Data section →
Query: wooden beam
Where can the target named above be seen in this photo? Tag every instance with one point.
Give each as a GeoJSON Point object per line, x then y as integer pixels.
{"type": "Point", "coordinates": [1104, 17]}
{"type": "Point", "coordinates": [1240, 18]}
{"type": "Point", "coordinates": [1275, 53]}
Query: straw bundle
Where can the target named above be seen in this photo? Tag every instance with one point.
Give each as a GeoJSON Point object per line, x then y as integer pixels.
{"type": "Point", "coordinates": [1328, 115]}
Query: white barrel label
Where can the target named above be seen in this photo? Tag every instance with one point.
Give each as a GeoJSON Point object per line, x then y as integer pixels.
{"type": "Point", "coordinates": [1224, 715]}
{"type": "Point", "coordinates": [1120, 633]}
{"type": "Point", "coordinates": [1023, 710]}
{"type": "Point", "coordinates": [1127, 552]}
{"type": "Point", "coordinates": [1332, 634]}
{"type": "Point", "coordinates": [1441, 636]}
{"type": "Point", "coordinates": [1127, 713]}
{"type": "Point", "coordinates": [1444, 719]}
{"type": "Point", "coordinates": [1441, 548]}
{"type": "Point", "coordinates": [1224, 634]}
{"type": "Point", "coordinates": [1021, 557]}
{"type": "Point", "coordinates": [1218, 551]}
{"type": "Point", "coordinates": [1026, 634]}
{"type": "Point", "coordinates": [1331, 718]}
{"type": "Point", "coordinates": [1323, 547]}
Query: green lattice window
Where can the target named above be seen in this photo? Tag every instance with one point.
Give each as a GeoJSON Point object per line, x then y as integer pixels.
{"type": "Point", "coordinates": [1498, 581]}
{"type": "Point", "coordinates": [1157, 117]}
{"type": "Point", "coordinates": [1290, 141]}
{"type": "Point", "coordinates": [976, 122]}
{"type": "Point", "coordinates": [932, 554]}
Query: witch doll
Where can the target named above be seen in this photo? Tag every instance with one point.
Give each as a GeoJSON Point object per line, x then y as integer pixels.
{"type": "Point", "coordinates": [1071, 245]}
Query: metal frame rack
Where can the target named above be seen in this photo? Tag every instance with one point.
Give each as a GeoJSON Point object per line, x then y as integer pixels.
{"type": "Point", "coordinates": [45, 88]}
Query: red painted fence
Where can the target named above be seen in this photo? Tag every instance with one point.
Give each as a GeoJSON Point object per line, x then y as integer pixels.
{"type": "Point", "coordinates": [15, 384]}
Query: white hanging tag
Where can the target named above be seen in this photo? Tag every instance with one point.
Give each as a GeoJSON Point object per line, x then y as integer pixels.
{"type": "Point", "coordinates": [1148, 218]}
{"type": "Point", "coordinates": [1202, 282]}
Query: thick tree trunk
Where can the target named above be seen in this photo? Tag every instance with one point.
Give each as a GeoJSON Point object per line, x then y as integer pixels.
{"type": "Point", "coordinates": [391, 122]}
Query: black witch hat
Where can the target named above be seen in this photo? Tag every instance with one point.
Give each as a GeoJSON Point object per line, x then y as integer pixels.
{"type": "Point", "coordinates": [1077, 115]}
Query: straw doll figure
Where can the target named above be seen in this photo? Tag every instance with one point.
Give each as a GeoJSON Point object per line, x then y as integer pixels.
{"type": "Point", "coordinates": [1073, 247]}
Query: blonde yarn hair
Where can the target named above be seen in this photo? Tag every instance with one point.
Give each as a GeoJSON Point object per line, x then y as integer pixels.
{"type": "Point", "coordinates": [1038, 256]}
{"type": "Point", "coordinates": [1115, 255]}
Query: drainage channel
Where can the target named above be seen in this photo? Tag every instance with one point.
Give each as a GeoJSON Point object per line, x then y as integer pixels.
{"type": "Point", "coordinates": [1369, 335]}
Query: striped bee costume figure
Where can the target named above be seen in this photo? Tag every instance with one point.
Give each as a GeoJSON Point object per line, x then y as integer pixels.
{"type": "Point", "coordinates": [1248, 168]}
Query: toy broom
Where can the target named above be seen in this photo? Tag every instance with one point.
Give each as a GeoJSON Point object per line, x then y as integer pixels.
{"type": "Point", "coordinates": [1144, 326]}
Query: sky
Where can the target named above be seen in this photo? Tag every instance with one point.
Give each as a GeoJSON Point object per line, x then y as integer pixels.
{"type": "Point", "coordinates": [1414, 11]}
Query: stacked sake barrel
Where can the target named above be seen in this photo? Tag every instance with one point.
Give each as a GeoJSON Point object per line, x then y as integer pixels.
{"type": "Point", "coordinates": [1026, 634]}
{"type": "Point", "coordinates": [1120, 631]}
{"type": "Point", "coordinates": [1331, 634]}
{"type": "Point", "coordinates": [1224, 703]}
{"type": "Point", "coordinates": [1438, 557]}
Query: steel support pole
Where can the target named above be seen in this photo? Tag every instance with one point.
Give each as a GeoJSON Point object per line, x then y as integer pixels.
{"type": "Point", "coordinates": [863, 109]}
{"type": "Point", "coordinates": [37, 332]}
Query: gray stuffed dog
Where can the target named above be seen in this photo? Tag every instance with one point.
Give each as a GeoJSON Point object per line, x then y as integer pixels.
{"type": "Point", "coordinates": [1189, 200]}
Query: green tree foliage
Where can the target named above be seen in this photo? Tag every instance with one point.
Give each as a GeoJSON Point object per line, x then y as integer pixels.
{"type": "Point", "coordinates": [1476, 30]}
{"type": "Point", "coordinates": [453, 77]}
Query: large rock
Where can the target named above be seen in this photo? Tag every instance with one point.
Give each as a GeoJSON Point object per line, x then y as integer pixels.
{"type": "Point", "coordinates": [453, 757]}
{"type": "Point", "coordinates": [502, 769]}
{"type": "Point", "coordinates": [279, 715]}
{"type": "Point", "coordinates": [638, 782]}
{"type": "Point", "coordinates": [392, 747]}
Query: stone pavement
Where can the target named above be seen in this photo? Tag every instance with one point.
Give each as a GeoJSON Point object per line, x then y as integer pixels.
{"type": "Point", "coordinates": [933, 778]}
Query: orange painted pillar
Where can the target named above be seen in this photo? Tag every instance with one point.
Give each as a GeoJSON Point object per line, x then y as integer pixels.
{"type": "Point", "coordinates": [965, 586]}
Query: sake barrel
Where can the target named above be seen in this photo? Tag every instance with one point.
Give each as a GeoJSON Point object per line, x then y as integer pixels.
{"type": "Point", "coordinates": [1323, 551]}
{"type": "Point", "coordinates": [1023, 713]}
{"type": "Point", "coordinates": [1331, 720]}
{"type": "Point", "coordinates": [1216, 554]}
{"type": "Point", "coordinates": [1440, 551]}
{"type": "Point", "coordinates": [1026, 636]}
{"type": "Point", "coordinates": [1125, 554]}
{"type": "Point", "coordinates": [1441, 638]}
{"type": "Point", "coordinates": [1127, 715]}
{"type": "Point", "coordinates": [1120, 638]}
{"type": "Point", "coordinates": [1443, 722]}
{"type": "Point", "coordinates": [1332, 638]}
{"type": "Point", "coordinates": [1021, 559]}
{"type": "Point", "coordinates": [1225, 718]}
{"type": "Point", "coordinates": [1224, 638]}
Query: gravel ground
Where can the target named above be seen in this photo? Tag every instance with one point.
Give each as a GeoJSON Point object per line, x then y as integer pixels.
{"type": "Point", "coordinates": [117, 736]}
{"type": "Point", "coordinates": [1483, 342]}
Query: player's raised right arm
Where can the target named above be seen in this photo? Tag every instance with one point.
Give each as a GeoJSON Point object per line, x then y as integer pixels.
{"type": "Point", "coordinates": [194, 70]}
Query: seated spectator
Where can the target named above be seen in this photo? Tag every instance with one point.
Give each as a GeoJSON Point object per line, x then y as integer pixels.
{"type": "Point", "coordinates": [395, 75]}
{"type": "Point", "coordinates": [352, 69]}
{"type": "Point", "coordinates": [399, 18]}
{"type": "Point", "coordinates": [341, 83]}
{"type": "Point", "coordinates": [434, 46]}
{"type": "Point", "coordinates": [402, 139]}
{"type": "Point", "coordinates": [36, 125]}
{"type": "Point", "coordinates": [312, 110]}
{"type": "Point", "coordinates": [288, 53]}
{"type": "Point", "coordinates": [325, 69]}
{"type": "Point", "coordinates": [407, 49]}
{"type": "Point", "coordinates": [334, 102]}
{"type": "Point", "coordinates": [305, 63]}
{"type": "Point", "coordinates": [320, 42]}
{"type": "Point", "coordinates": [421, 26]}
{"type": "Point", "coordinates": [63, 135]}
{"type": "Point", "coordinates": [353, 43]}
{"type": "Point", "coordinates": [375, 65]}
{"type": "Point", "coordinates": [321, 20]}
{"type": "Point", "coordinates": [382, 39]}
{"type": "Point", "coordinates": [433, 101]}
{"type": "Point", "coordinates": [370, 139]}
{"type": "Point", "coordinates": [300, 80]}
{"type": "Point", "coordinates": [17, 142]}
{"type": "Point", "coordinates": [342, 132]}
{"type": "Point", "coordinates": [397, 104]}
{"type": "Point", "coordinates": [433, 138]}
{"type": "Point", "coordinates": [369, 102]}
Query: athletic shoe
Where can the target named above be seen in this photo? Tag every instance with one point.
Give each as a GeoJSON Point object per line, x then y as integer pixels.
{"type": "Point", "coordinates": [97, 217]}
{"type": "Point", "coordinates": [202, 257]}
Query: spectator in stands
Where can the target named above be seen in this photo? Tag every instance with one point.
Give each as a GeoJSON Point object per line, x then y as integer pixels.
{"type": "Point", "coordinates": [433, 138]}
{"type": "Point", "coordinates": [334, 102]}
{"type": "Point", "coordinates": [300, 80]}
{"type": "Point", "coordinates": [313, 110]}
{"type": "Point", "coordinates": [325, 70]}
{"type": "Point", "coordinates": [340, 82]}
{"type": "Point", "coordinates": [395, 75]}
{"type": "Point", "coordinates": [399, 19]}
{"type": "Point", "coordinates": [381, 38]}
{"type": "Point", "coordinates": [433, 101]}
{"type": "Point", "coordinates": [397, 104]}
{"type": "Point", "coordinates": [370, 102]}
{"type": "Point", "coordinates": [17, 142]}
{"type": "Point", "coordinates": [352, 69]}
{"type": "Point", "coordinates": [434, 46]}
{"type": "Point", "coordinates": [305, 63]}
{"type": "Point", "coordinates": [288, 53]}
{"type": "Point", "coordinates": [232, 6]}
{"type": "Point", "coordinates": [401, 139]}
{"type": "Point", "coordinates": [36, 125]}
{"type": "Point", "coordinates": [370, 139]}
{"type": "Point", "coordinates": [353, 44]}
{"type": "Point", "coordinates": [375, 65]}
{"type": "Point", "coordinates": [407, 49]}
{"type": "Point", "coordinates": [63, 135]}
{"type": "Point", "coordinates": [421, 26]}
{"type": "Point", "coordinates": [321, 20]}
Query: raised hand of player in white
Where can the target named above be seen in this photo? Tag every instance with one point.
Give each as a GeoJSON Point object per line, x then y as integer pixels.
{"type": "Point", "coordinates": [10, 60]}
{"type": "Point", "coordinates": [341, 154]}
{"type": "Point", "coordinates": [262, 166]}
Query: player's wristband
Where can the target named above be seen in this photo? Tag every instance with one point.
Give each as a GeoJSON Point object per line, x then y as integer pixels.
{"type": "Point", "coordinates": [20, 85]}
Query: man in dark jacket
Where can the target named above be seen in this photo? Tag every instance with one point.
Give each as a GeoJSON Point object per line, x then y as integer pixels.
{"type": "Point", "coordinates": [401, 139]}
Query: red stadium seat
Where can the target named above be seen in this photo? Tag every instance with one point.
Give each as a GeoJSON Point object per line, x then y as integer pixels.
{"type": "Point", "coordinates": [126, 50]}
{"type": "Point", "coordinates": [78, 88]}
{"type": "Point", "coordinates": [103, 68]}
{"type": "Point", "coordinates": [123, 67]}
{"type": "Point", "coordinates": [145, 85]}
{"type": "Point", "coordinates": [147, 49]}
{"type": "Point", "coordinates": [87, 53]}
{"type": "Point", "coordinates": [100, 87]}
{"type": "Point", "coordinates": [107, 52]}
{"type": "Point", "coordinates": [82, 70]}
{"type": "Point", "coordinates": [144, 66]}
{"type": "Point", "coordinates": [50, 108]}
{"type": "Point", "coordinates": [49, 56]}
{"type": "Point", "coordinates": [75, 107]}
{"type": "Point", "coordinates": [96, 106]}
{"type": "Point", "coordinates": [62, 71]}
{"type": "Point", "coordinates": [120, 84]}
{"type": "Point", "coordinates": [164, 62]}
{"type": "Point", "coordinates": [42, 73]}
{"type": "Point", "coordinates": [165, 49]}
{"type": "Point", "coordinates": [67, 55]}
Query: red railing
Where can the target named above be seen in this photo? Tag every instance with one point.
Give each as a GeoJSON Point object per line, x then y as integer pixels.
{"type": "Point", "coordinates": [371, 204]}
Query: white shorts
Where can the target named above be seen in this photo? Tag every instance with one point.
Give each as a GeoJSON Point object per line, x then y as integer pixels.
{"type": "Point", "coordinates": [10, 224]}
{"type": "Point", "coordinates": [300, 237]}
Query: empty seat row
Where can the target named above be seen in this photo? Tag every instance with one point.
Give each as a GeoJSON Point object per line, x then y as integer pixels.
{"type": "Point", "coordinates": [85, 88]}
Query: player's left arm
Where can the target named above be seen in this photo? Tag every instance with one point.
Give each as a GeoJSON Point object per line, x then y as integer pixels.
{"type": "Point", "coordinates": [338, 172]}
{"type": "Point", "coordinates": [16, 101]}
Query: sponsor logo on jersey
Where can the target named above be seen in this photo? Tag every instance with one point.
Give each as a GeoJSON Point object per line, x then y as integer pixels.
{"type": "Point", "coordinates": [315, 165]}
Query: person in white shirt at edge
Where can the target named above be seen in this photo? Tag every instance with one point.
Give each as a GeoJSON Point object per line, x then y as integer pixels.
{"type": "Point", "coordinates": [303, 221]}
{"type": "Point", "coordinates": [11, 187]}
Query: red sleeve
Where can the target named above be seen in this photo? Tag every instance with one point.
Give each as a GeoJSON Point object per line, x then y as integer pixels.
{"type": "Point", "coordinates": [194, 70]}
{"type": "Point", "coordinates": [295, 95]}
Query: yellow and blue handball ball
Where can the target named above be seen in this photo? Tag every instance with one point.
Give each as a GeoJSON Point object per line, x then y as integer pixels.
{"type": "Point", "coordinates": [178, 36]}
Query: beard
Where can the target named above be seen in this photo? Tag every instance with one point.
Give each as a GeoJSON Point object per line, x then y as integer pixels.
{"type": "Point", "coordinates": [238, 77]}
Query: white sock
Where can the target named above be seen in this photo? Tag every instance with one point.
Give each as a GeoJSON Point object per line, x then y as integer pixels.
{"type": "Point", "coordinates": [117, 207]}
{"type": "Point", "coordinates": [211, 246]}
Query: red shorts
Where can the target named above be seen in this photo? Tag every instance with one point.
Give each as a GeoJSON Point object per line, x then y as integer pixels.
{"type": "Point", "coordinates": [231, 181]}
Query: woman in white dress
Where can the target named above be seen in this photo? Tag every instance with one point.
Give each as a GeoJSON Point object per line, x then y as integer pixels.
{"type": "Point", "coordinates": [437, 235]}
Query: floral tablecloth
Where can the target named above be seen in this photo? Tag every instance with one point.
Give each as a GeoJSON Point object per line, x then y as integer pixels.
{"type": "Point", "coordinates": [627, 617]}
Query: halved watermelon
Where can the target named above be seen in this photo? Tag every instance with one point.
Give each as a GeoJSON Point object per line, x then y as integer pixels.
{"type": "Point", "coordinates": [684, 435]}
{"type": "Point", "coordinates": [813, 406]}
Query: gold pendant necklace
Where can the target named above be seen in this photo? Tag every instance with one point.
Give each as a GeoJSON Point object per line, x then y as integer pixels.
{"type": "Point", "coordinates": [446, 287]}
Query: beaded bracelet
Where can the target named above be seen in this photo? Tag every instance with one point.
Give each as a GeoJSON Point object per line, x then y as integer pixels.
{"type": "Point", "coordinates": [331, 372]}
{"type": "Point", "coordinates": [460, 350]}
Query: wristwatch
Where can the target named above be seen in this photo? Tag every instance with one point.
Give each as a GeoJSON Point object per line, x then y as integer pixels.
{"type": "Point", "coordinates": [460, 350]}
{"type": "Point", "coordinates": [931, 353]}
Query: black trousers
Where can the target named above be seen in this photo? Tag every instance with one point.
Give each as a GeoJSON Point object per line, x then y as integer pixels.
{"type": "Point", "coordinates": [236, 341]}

Work required → Please return only the lines above, starting at the line that has "Query: straw bundle" and ending at the line that has "Query: white barrel label", keeping both and leaving each one unchanged.

Solution to the problem →
Query: straw bundle
Where can the target named above be seen in this photo? Tag every instance with one point.
Give each as a GeoJSON Point object per line, x then y as integer pixels.
{"type": "Point", "coordinates": [1328, 115]}
Query: white barrel label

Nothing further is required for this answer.